STATED TASK A:
Render the entries as a JSON list of strings, one string per line, from the start of the entries up to and including the line containing "[141,154,581,314]". Leave out blank lines and any pictures.

PAGE:

The openSecurity verdict: The presidential election is the first since government forces defeated a 26-year insurgency by Tamil Tiger rebels. Both Fonseka and President Rajapakse were the architects of a final assault on Tamil Tiger separatists last year that the UN says killed 7,000 civilians in Tamil areas. After the end of the conflict, which prompted allegations of war crimes, an estimated 300,000 displaced Tamils were detained in camps that were closed to the media and humanitarian groups. An estimated 80,000 people remain in such camps.
President Rajapakse now faces the challenge of providing resources to the displaced civilian population to rebuild their homes and livelihood to ensure long term security and prosperity in Sri Lanka. Rajapakse has promised to rekindle Sri Lanka's crippled economy by repairing the countries existing infrastructure and improving communication by building roads, particularly in the war-torn north. He ran under the slogan 'A Brighter Future'.
The run-up to the Sri Lankan elections has experienced spurts of violence and electoral violations. An independent election monitoring group, People’s Action for Free and Fair Elections, said there had been two bombings, four killings, twelve shootings and 137 injured in the lead-up to Tuesday’s vote. Early Tuesday morning, there were reports of explosions in the northern Sri Lankan city Jaffna.
In spite of such threats however, some 70 percent of Sri Lanka's 14 million-strong electorate turned out to vote. Turnout in the northern Tamil areas, where the fiercest fighting occurred during the conflict, was around 20 percent however. Many Tamils in the north did not vote because they were afraid of violence, unable to register, or had no transport to reach polling stations. In the Sinhalese majority south however, an 80 percent voter-turnout rate was reported. This boded well for the Rajapaksa camp as most of his supporters were from the rural south.
Yesterday, top Sri Lankan politicians vowed to block Fonseka from taking office if he won, as he was not registered to vote. The government argued that General Fonseka was therefore ineligible for the presidency, despite a strong statement to the contrary from the independent election commissioner. The general is a newcomer to party politics who quit the army in November amid suspicions that he had been plotting a coup d’etat.

STATED TASK B:
According to the piece on the Sri Lankan presidential election, what was voter turnout in the northern Tamil areas?

SUPPLIED MATERIAL:
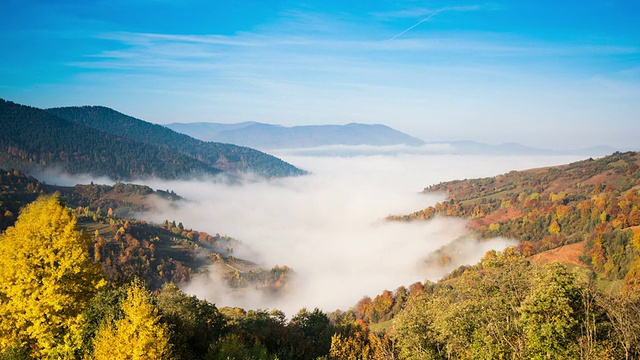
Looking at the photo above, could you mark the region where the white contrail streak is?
[389,5,451,41]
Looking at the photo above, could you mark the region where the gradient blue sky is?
[0,0,640,150]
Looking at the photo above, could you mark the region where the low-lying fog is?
[141,154,581,315]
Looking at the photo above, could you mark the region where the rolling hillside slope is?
[47,106,306,177]
[0,99,221,180]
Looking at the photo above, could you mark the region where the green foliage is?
[392,249,640,359]
[47,106,306,177]
[0,99,220,179]
[156,284,226,359]
[93,282,171,360]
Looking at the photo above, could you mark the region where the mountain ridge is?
[0,99,222,180]
[165,122,424,149]
[46,106,306,177]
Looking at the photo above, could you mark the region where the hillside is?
[166,122,424,149]
[390,152,640,287]
[0,169,290,292]
[0,99,221,180]
[47,106,306,177]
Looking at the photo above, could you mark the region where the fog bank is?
[141,154,581,314]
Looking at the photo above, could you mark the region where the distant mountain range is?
[166,122,424,149]
[165,122,622,156]
[0,99,306,180]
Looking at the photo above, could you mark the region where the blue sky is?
[0,0,640,150]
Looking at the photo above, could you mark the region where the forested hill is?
[0,99,221,180]
[391,152,640,287]
[47,106,306,177]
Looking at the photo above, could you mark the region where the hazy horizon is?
[0,0,640,149]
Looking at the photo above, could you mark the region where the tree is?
[93,281,171,360]
[519,263,582,359]
[0,196,106,358]
[156,283,226,359]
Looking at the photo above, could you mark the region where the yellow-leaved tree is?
[0,196,106,358]
[93,281,171,360]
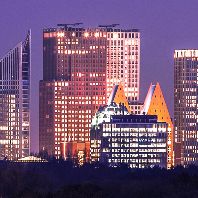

EXERCISE OUTPUT A:
[
  "Looking at the photo above, could you mark the region where the white contrail streak is?",
  "[389,5,451,41]",
  "Looking at the photo above, could you mark the region where the gradient blue sky is?",
  "[0,0,640,150]",
  "Looking at the photo above, could you mark the region where the low-lying fog is?",
  "[141,154,581,315]",
  "Looking at the photo above, could you mark the region where the rolling hillside slope is?",
  "[47,106,306,177]",
  "[0,99,221,180]",
  "Looking at the photo above, could you mark the region where the green foliage is?",
  "[392,249,640,359]",
  "[47,106,306,177]",
  "[0,99,220,179]",
  "[156,284,226,359]",
  "[93,282,171,360]",
  "Looking at the photo above, could you mark the region where the mountain ridge is?",
  "[0,99,222,180]",
  "[165,122,424,149]",
  "[46,106,306,177]",
  "Looking at the photo above, could you mark the region where the hillside is?",
  "[166,122,424,149]",
  "[390,152,640,287]",
  "[0,169,290,292]",
  "[0,99,221,180]",
  "[47,106,306,177]",
  "Looking at the photo above, could you mark the region where the fog bank is?",
  "[141,154,581,314]"
]

EXERCISE OUTPUT B:
Around 20 percent.